§ **Written task**:
Please copy the rows below word for word, starting with the first line and continuing up to and including the line that contains "[[387, 261, 404, 290]]".

§ **Records for processing**:
————————

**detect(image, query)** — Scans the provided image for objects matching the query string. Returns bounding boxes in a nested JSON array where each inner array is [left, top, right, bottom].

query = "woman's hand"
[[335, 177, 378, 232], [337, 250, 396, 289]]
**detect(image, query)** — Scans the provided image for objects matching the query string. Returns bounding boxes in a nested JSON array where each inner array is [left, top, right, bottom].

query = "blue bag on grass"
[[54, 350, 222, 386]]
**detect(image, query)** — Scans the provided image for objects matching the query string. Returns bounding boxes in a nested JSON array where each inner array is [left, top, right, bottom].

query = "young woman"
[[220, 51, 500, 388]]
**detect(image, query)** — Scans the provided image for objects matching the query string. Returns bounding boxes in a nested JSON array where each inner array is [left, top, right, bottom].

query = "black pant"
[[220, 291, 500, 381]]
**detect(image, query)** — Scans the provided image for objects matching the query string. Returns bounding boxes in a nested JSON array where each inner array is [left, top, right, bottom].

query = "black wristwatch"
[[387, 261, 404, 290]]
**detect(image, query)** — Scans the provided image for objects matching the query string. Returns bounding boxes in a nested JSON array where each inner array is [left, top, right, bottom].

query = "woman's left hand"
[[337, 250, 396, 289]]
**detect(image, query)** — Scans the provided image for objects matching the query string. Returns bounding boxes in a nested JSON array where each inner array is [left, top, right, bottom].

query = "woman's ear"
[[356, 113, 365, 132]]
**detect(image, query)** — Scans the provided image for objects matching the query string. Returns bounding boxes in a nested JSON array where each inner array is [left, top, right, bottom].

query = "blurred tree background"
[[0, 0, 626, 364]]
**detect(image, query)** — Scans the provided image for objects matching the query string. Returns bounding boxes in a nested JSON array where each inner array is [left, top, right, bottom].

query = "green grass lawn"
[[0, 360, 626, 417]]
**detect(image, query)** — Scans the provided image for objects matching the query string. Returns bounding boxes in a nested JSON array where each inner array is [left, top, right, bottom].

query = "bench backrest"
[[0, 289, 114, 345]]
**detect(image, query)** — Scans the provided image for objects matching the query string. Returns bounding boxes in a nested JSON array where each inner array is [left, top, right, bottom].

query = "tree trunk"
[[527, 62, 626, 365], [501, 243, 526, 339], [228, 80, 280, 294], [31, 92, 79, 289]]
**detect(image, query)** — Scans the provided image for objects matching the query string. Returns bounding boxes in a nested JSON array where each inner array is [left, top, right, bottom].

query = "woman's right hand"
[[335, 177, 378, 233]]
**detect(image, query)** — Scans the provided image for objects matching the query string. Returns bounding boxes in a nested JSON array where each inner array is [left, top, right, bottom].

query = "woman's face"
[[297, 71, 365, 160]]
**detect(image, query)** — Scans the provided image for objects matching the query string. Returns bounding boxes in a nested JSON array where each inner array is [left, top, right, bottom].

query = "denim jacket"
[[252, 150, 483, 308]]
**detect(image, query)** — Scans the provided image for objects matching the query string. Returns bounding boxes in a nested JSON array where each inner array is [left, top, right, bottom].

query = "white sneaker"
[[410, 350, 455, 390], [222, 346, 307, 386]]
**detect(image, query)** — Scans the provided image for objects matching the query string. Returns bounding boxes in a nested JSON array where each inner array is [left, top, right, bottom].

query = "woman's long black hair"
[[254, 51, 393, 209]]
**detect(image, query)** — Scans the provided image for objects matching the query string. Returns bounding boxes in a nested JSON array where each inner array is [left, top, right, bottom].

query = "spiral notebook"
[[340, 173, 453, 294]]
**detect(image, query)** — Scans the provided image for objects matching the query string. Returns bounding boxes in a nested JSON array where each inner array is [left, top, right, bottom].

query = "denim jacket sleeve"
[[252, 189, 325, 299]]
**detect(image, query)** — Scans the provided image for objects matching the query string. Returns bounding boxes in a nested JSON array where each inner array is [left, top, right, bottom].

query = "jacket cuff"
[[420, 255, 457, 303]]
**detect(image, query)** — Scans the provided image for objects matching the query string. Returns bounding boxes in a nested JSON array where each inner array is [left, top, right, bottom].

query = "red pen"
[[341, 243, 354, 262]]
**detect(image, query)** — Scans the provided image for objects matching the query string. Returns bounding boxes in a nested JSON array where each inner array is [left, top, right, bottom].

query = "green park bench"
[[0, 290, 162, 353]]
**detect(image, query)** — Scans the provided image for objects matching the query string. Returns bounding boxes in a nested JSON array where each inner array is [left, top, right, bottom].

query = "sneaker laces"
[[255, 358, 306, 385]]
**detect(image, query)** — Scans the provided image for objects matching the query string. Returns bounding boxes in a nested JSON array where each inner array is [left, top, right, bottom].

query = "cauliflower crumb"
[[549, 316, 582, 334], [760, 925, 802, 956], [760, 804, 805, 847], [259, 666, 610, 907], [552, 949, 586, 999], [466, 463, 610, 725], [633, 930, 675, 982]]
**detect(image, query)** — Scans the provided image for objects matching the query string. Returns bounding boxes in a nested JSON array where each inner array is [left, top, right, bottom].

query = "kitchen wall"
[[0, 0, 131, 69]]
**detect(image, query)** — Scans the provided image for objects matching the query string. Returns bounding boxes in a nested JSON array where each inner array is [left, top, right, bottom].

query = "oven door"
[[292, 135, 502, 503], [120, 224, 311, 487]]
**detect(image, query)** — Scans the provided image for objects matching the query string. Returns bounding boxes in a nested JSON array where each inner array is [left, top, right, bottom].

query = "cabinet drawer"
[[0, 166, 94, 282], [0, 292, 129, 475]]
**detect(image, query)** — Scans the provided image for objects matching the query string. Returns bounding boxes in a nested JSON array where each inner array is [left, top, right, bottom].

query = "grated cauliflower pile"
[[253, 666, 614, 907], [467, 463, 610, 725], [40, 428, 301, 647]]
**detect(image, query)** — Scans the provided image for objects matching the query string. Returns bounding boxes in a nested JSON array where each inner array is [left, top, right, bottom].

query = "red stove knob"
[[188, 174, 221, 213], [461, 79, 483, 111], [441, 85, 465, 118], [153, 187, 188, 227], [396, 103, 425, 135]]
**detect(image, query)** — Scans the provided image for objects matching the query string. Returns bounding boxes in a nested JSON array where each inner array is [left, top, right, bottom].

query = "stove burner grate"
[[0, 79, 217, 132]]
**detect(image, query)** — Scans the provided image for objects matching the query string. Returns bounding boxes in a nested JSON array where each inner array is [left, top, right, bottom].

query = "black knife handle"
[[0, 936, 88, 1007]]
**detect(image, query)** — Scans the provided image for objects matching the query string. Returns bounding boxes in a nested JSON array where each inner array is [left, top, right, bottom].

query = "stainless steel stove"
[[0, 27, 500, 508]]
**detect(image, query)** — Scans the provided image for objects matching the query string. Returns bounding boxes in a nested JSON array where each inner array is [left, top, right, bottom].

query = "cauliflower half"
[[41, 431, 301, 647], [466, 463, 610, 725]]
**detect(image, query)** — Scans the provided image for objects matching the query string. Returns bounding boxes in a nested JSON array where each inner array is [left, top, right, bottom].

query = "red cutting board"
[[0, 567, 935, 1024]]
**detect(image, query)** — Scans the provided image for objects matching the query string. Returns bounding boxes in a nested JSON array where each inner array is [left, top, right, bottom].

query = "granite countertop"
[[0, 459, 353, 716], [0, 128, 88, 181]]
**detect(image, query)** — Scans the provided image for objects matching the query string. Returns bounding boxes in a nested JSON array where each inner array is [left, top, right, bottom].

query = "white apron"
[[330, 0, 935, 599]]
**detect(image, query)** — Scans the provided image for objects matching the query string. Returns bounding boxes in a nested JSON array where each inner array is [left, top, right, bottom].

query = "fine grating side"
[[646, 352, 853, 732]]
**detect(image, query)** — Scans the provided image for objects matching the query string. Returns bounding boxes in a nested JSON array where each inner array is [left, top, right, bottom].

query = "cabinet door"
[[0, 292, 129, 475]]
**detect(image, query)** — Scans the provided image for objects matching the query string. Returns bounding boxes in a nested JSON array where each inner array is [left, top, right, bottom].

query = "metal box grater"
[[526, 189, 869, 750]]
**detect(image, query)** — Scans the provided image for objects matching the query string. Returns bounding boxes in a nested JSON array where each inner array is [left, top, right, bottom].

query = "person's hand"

————————

§ **Exercise solution**:
**detect(image, query)** — Scans the provided image for objects matching the query string. Returns bounding boxes in a nested JSON array where each inner array is [left, top, right, bottom].

query = "woman's hand"
[[335, 177, 378, 232], [337, 250, 396, 289]]
**detect(image, query)** — Scans the provided image for objects matching the query string. Returns bounding boxes in a nested JSON array where each inner array is [left, top, right, bottom].

query = "blue bag on grass"
[[54, 350, 222, 386]]
**detect(image, query)** — Scans the provided image for objects matching the query string. Returns bounding boxes in a nested JSON array where each inner array is [left, top, right, bottom].

query = "young woman"
[[220, 51, 500, 388]]
**detect(image, query)** — Scans the provided image for objects matching the query string. Returns bounding boxes in a nested JSON array where each inner array is [left, top, right, bottom].

query = "black pant"
[[220, 291, 500, 381]]
**detect(image, query)** — Scans the provided image for objects matching the query string. Returns bounding boxes in a nested JSON array where each inner array is [left, top, right, bottom].

query = "black wristwatch"
[[387, 261, 404, 290]]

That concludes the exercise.